Items stored from a collection
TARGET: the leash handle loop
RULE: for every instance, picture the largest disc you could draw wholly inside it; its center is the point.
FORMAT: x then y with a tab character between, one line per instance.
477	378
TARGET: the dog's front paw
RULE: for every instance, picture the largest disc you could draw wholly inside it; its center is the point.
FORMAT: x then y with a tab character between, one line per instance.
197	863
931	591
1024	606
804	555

Work required
Can you output every line of the records above, unchanged and in the same order?

Solution for this task
TARGET: the leash handle loop
RULE: for every instance, picture the largest disc you could draw wholly inside it; its center is the point.
FORMAT: x then y with a tab character between, one line per instance.
477	378
TARGET: the dog's front paw
RULE: for every instance, picture the largest disc you could draw wholly inside it; its center is the point.
FORMAT: x then y with a tab character between, one line per instance.
197	863
931	591
1024	606
804	555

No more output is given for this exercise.